══ Data section ══

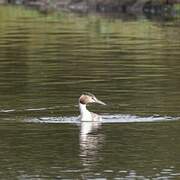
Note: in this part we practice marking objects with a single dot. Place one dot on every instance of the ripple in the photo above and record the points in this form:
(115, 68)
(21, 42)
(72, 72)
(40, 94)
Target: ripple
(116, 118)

═══
══ Data section ══

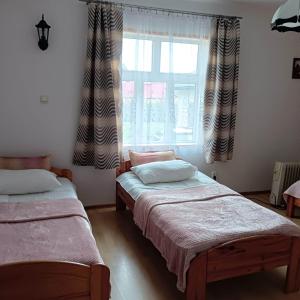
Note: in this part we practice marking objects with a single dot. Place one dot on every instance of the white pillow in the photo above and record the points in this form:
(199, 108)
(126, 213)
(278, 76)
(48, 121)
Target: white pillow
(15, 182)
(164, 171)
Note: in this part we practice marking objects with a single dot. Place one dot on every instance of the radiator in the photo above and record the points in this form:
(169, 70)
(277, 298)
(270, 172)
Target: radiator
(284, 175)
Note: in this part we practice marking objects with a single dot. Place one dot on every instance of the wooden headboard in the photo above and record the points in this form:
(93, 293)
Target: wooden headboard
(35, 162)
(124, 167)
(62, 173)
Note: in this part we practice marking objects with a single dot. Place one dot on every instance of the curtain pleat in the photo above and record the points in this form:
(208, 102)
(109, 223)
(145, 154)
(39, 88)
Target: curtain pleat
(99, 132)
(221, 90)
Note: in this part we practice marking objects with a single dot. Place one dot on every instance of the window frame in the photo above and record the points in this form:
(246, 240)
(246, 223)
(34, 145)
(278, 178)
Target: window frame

═══

- About this exercise
The string "frame" shows up in some lines of the listing. Copy each such line.

- Response to this task
Note: in this part we practice marking objects with a single dot. Place one dot on every instance of the window frame in the photo above and record the points in this form:
Target: window frame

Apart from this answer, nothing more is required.